═════ MATERIAL PROVIDED ═════
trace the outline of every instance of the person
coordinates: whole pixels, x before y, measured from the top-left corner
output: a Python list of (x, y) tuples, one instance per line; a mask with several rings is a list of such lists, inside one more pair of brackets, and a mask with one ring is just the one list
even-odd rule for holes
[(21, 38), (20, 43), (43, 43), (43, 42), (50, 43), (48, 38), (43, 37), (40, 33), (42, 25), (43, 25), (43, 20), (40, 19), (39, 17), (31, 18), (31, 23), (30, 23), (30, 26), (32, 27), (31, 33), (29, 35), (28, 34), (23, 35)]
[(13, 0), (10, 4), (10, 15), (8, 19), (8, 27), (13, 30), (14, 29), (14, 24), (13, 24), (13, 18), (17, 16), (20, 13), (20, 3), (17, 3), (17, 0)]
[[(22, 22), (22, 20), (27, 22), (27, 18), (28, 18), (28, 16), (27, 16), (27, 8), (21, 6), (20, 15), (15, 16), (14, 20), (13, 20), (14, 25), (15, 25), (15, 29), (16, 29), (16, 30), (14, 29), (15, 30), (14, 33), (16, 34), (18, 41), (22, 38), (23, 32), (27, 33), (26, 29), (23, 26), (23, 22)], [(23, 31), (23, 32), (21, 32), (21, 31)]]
═════
[AIM OF THE TASK] Can you rewrite every row above, requests included, with each x and y coordinate in the answer outlines offset by 90?

[WRITTEN RESPONSE]
trace the outline of every instance of the person
coordinates: whole pixels, x before y, measured from the top-left corner
output: a Python list of (x, y) tuples, one instance per line; a mask with several rings is a list of such lists, inside one more pair of brackets, and a mask with one ring is just the one list
even-odd rule for holes
[(111, 128), (110, 133), (133, 133), (133, 132), (140, 133), (138, 128), (133, 127), (130, 123), (132, 115), (133, 115), (133, 110), (130, 109), (129, 107), (121, 108), (121, 113), (120, 113), (120, 116), (122, 117), (121, 123), (119, 125), (118, 124), (113, 125)]
[(103, 90), (100, 94), (100, 105), (98, 109), (98, 117), (103, 120), (104, 119), (104, 114), (103, 114), (103, 108), (107, 106), (110, 103), (110, 93), (107, 93), (107, 90)]
[[(112, 112), (112, 110), (117, 112), (117, 108), (118, 108), (118, 106), (117, 106), (117, 98), (111, 96), (110, 105), (105, 106), (104, 110), (103, 110), (104, 115), (105, 115), (105, 119), (106, 119), (106, 120), (104, 119), (105, 120), (104, 123), (106, 124), (108, 131), (112, 128), (113, 122), (117, 123), (116, 119), (113, 116), (113, 112)], [(113, 121), (113, 122), (111, 122), (111, 121)]]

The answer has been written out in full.